*WHAT TO DO*.
1. Answer these questions using the excerpt on Hinduism:
(a) Which deities does the husband praise in hymn AV 6.89?
(b) During which years did Elizabeth Stanton and Suzan Anthony campaign for women's rights in the USA?
(c) What did Ashoka choose to become after the Kalinga massacre?
2. Pick up the excerpt on Hinduism after its final sentence and continue writing it.

*TEXT SECTION*.
No Vedic sacrifice could be complete without participation of a wife. In an Atharva Vedic hymn, husband is wooing his wife to remain attached to him, rather than threatening her either to abandon or divorce. In hymn AV 6.89 a husband while sprinkling water on his spouse urges her to remain attached to him and to do away with the animosity towards him. He praises the presiding deities of the hymn, maitrAVaruNa, dyAVApRthvI and sarasvatI to induce her to be close to him. This certainly does not sound like treating women as primary objects of addiction. In fact Wendy acknowledges, “But in fact women made significant contributions to the texts, both as the (usually unacknowledged) sources of many ancient as well as contemporary narratives and as the inspiration for many more. Some Hindu women did read and write, forging the crucial links between vernacular language and Sanskrit” (P 35-36). There are lady seers in the Rig Veda. The female Goddess number keeps on adding in the post Vedic times. In the late literature like Manu Smriti, which Wendy herself has translated: “There is unwavering good fortune in a family where the husband is satisfied by the wife, and the wife by the husband. If the wife is not radiant she does not stimulate the man; and because the man is unstimulated the making of children does not happen. If the woman is radiant the whole family is radiant, but if she is not radiant the whole family is not radiant.” (Manu Smriti 3.60-63, Laws of Manu (1991) P 49). Has Wendy forgotten what she translated? This is from the same text of Manu Smriti, stigmated for “na stri svatantryam arhati”, which talks of radiant wife and not the object of addiction. This does not sound according status of object of addiction to women. What happened in her own country, USA? Wendy should go through the original papers published by female duo, Elizabeth Stanton and Suzan Anthony, who waged unrelenting struggle for five decades from 1852 AD onwards till 1900 AD for women’s rights in USA. This was after a century of freedom from the British rule.

Non-violent Hindus

Hindu leaning for non-violence is well acknowledged. “The history of Hinduism, as we shall see, abounds both in periods of creative assimilation and interaction and in outbursts of violent intolerance. …. In their ambivalent attitude to violence, the Hindus are no different from the rest of us, but they are perhaps unique in the intensity of their ongoing debate” (P 11). Leaving aside the mythical massacre in the Mahabharata war, the only instance of unmindful massacre in history was committed by Ashoka theGreat. As a result of Kalinga massacre he opted to be a Buddhist monk and spread the message of peace. There are hardly any instances of mass massacre committed by Hindus after that.

Dataset entries:
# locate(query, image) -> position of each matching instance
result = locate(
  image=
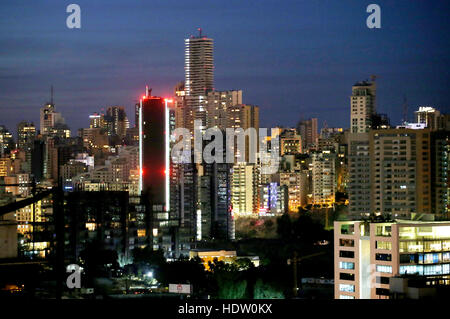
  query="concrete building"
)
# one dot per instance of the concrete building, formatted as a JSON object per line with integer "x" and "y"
{"x": 218, "y": 105}
{"x": 8, "y": 239}
{"x": 431, "y": 117}
{"x": 368, "y": 254}
{"x": 290, "y": 142}
{"x": 199, "y": 76}
{"x": 362, "y": 106}
{"x": 323, "y": 177}
{"x": 245, "y": 180}
{"x": 390, "y": 172}
{"x": 308, "y": 130}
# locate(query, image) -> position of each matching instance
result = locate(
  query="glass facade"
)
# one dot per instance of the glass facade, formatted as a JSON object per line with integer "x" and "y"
{"x": 384, "y": 269}
{"x": 347, "y": 288}
{"x": 346, "y": 265}
{"x": 387, "y": 245}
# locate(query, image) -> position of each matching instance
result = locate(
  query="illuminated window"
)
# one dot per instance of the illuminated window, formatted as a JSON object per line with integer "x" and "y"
{"x": 347, "y": 288}
{"x": 346, "y": 265}
{"x": 347, "y": 242}
{"x": 384, "y": 269}
{"x": 387, "y": 245}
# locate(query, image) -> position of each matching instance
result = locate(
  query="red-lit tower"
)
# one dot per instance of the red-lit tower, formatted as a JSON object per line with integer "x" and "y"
{"x": 154, "y": 150}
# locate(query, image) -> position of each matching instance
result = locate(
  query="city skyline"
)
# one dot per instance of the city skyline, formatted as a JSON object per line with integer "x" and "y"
{"x": 78, "y": 93}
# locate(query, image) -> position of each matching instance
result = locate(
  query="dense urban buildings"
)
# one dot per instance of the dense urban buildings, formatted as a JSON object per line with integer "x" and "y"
{"x": 116, "y": 194}
{"x": 367, "y": 254}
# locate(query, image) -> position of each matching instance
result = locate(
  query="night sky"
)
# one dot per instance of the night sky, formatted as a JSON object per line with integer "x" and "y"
{"x": 292, "y": 58}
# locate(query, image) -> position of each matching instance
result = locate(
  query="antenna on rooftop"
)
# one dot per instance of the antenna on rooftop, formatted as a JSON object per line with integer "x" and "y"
{"x": 405, "y": 110}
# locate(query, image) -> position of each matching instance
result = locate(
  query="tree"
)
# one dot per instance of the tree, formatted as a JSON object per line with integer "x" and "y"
{"x": 264, "y": 290}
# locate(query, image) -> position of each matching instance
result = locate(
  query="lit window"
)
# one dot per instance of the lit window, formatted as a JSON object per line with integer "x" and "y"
{"x": 384, "y": 269}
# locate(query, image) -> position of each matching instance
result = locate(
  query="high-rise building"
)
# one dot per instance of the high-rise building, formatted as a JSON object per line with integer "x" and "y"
{"x": 273, "y": 199}
{"x": 97, "y": 120}
{"x": 218, "y": 106}
{"x": 390, "y": 172}
{"x": 309, "y": 132}
{"x": 367, "y": 254}
{"x": 26, "y": 133}
{"x": 154, "y": 163}
{"x": 290, "y": 142}
{"x": 323, "y": 177}
{"x": 431, "y": 117}
{"x": 199, "y": 75}
{"x": 49, "y": 118}
{"x": 296, "y": 182}
{"x": 245, "y": 182}
{"x": 117, "y": 121}
{"x": 362, "y": 106}
{"x": 6, "y": 141}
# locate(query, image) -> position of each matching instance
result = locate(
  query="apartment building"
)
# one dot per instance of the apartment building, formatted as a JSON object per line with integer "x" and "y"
{"x": 367, "y": 254}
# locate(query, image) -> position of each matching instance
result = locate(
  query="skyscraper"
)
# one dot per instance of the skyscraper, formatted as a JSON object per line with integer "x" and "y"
{"x": 117, "y": 121}
{"x": 308, "y": 131}
{"x": 154, "y": 149}
{"x": 362, "y": 104}
{"x": 199, "y": 74}
{"x": 26, "y": 133}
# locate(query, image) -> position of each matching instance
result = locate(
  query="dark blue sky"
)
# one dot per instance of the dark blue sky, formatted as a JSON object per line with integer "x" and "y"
{"x": 292, "y": 58}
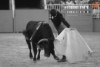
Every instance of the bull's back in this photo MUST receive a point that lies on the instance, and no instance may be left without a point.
(47, 31)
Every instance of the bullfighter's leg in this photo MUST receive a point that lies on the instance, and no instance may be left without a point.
(34, 50)
(52, 51)
(29, 46)
(38, 56)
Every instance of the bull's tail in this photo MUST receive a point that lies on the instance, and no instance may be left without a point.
(42, 40)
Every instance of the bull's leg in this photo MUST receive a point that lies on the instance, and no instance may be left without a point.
(38, 57)
(34, 50)
(29, 46)
(53, 53)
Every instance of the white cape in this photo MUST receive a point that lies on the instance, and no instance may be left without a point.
(71, 44)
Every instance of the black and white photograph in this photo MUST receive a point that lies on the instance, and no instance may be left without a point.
(49, 33)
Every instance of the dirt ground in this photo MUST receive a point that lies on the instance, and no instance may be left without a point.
(14, 52)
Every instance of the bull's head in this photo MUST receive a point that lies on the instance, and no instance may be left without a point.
(44, 44)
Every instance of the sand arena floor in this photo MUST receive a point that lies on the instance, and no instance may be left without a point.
(14, 52)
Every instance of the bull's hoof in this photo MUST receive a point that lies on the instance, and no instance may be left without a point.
(62, 60)
(31, 57)
(34, 59)
(56, 58)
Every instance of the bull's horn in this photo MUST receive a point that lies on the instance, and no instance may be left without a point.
(42, 40)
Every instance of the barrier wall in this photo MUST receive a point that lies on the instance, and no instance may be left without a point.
(78, 16)
(6, 21)
(22, 17)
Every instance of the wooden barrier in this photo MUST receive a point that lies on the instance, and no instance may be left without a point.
(79, 16)
(6, 21)
(22, 17)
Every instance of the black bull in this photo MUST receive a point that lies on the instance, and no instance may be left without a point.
(41, 35)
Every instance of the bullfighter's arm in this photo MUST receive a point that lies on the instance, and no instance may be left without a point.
(64, 21)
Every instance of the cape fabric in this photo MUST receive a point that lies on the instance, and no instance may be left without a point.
(71, 44)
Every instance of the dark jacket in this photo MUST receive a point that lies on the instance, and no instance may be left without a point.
(58, 18)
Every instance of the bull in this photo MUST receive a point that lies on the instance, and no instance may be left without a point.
(38, 34)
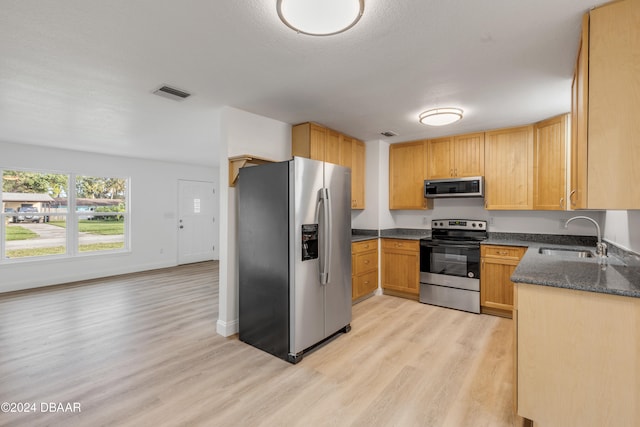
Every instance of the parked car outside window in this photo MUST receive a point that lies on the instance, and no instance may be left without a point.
(13, 218)
(26, 214)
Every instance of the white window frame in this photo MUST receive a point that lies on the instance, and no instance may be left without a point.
(72, 216)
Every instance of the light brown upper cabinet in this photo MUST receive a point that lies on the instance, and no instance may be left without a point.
(579, 106)
(509, 169)
(612, 106)
(407, 172)
(352, 155)
(317, 142)
(549, 167)
(358, 156)
(309, 140)
(456, 156)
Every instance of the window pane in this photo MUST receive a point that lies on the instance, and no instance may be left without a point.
(100, 194)
(33, 192)
(35, 237)
(101, 213)
(31, 201)
(103, 232)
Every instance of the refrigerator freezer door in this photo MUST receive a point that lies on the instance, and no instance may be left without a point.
(337, 180)
(263, 244)
(306, 292)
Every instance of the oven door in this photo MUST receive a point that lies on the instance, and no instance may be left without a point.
(459, 259)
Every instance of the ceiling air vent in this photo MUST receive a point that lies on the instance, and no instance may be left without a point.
(171, 93)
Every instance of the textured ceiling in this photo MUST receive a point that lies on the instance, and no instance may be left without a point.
(79, 74)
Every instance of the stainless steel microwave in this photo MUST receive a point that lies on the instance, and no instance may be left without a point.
(454, 187)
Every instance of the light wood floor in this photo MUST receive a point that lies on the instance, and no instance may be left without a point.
(142, 349)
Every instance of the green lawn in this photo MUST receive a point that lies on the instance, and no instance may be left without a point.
(15, 232)
(101, 227)
(57, 250)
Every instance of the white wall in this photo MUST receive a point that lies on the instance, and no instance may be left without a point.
(623, 228)
(241, 133)
(154, 206)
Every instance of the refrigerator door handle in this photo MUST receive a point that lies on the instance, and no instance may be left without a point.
(328, 216)
(325, 251)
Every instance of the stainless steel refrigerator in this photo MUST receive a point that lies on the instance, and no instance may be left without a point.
(294, 241)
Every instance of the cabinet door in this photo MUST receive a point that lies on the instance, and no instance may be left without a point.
(468, 154)
(407, 172)
(401, 266)
(346, 152)
(332, 147)
(509, 169)
(496, 291)
(550, 147)
(579, 109)
(439, 159)
(317, 141)
(365, 284)
(358, 174)
(614, 106)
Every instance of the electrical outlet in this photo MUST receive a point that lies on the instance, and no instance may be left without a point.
(563, 222)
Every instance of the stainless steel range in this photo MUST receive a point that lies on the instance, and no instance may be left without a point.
(450, 264)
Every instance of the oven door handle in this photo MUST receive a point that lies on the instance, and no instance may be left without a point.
(451, 245)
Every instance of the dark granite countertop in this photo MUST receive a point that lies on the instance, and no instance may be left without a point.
(358, 235)
(617, 274)
(405, 233)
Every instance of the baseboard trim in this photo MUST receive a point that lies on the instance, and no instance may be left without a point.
(226, 329)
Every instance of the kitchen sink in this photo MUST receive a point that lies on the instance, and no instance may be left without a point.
(578, 253)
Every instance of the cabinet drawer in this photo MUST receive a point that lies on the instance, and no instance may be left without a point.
(365, 283)
(409, 245)
(364, 246)
(365, 262)
(508, 252)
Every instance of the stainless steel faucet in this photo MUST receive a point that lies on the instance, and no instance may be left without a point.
(601, 247)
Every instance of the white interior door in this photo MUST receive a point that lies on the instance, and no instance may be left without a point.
(196, 221)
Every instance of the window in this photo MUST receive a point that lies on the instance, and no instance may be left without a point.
(54, 215)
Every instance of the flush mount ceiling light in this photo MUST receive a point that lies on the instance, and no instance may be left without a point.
(320, 17)
(440, 116)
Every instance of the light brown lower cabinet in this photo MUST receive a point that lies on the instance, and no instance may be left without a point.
(496, 288)
(577, 357)
(401, 267)
(364, 262)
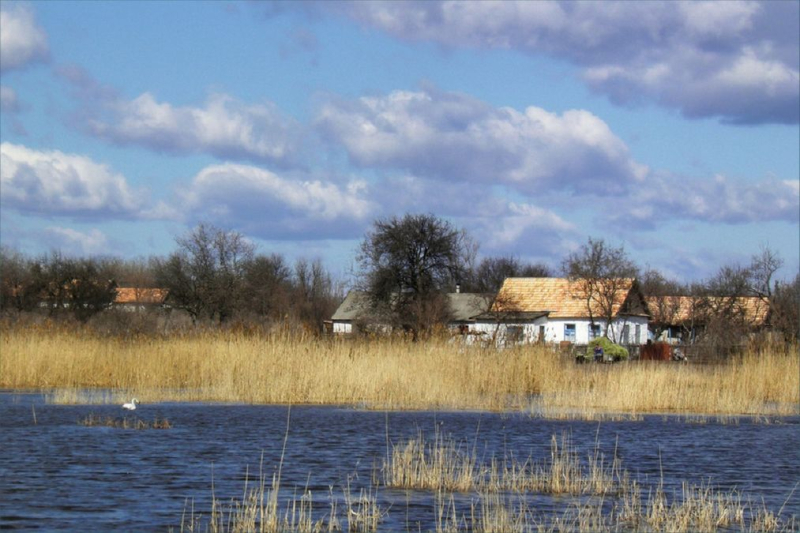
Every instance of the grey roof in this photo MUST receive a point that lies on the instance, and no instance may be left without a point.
(463, 306)
(521, 316)
(354, 306)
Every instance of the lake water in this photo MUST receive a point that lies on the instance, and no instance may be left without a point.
(56, 474)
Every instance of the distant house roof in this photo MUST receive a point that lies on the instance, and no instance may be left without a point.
(463, 306)
(561, 298)
(466, 305)
(140, 296)
(354, 307)
(675, 310)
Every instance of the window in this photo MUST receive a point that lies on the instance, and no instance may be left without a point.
(514, 333)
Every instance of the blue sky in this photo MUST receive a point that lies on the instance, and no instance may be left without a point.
(670, 128)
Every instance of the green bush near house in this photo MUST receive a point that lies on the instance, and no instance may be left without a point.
(610, 350)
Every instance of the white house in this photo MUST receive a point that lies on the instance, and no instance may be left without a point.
(355, 311)
(555, 310)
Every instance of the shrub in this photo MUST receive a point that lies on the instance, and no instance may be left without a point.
(614, 351)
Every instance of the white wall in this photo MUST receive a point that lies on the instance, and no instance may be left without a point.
(342, 327)
(555, 329)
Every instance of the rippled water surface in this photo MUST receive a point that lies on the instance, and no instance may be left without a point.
(58, 474)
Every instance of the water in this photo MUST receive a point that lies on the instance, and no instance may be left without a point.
(58, 475)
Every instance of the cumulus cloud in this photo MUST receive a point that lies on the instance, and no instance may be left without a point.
(74, 242)
(55, 183)
(266, 205)
(733, 60)
(22, 41)
(716, 200)
(223, 127)
(452, 136)
(8, 100)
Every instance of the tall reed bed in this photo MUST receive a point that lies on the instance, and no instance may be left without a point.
(284, 368)
(592, 497)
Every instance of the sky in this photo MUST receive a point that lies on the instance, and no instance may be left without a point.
(671, 129)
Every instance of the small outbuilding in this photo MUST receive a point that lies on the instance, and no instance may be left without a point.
(559, 310)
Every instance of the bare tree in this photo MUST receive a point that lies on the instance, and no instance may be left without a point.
(785, 309)
(315, 298)
(205, 276)
(763, 267)
(267, 290)
(600, 275)
(664, 300)
(19, 290)
(490, 273)
(406, 263)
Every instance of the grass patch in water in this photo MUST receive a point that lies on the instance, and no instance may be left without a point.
(93, 420)
(284, 368)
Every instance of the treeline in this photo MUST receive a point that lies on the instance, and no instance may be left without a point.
(214, 277)
(405, 264)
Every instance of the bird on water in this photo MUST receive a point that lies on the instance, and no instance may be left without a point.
(131, 406)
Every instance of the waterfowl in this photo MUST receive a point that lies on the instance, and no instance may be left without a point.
(130, 406)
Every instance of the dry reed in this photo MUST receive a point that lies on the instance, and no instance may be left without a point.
(445, 465)
(282, 368)
(93, 420)
(594, 498)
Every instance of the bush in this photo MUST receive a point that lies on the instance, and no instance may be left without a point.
(610, 350)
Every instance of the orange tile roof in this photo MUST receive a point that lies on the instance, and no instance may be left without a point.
(559, 296)
(135, 295)
(677, 309)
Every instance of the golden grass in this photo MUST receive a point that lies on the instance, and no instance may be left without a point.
(93, 420)
(594, 498)
(78, 366)
(445, 465)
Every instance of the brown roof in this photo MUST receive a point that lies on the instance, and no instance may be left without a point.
(136, 295)
(679, 309)
(560, 297)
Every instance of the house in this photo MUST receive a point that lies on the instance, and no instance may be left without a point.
(139, 299)
(464, 307)
(556, 310)
(355, 311)
(676, 319)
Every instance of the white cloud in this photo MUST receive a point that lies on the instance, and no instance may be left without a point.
(55, 183)
(224, 127)
(22, 41)
(716, 200)
(733, 60)
(73, 242)
(266, 205)
(8, 100)
(452, 136)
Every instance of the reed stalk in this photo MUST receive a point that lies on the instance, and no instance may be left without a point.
(285, 368)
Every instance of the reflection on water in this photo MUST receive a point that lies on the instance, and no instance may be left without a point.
(57, 474)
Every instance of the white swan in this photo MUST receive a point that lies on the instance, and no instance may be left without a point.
(131, 406)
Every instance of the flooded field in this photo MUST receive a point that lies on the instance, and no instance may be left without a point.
(56, 473)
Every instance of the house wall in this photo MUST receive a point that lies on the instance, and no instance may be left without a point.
(342, 327)
(555, 330)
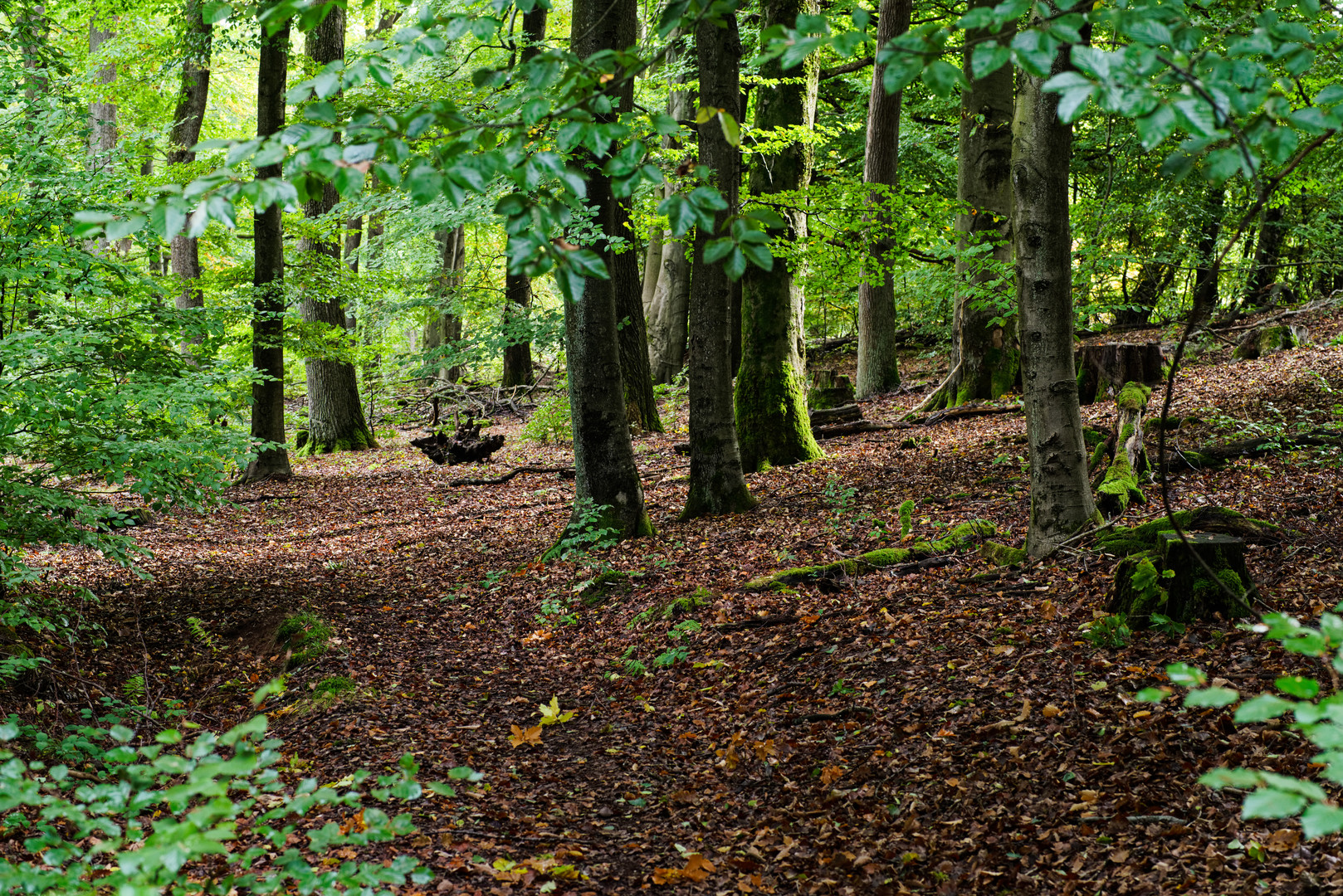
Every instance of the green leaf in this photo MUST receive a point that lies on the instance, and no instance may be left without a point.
(1297, 687)
(1262, 709)
(1184, 674)
(1268, 802)
(1212, 698)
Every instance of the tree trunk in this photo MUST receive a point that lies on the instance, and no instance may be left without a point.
(608, 488)
(102, 112)
(188, 117)
(716, 480)
(1206, 273)
(984, 356)
(1265, 256)
(771, 401)
(445, 327)
(335, 414)
(1060, 494)
(517, 288)
(267, 416)
(669, 314)
(877, 370)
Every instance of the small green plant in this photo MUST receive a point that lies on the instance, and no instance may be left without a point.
(305, 635)
(551, 421)
(1110, 631)
(1314, 709)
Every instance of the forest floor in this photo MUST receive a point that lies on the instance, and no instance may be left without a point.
(886, 733)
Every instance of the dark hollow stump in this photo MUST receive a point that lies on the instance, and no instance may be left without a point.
(1181, 587)
(1101, 370)
(829, 388)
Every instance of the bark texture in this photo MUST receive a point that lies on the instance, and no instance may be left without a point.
(335, 414)
(606, 479)
(984, 355)
(667, 288)
(517, 288)
(717, 484)
(877, 371)
(267, 416)
(193, 99)
(771, 397)
(1060, 494)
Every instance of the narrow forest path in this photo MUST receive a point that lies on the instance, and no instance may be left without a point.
(888, 733)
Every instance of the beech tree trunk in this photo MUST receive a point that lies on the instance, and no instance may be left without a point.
(335, 414)
(1060, 494)
(984, 359)
(771, 395)
(669, 305)
(188, 117)
(717, 484)
(267, 416)
(608, 488)
(445, 327)
(517, 288)
(877, 370)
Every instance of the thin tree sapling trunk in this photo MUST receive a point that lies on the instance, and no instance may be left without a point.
(717, 484)
(267, 412)
(1060, 492)
(771, 394)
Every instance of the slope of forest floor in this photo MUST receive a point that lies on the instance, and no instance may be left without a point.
(886, 733)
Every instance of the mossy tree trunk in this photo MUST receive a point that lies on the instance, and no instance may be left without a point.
(771, 401)
(717, 484)
(669, 303)
(1121, 485)
(1060, 492)
(877, 370)
(267, 416)
(335, 414)
(984, 360)
(517, 288)
(603, 458)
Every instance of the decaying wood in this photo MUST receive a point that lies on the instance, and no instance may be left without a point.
(465, 445)
(828, 416)
(500, 480)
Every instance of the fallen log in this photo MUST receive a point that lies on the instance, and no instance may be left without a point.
(501, 480)
(828, 416)
(960, 538)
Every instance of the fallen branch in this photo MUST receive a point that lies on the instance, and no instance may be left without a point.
(501, 480)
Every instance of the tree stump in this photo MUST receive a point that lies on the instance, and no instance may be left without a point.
(1265, 340)
(1175, 585)
(1101, 370)
(1130, 457)
(829, 388)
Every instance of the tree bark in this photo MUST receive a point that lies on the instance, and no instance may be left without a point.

*TASK RESULTS*.
1.
(a) maitrAVaruNa, dyAVApRthvI and sarasvatI
(b) From 1852 AD to 1900 AD
(c) A Buddhist monk

2.
Ravana in ancient times and Afzalkhan in Maharashtra, are on par for being accorded honorable post death status. There are many instances when the Hindus let the enemy go unpunished although captured and found treacherous. We are in habit of slashing our own legs adhering to non-violence. Prithviraj Chauhan let Mohammad Ghori go unpunished. Similarly Prataparao Gujar, the army chief of Shivaji the Great, let Bahalolkhan to go unpunished. Both of them ultimately paid by their lives, but the undercurrent in their chivalry was attitude of non-violence. Mahatma Gandhi waged unique freedom struggle in the recent times. The worst of all was to let the 90,000 prisoners of war of Pakistan during the 1971 war of Bangladesh to go unpunished, untouched. Had they been handed over to Bangladesh, each of them would have been lynched, ripped off sole and hanged. They all went back and organized terrorists network against India. Now India is paying back by flood of terrorists for the last two decades. Of course the Americans too have their gray area of foolishness like Hindus in backing Pakistan rather than breaking it. Like Hindus, they too are dearly paying for not breaking Pakistan. They would do better and reduce their burden by breaking Pakistan and let the new states to fight amongst each other. In fact that would open up the possibility of access to Osama bin Laden.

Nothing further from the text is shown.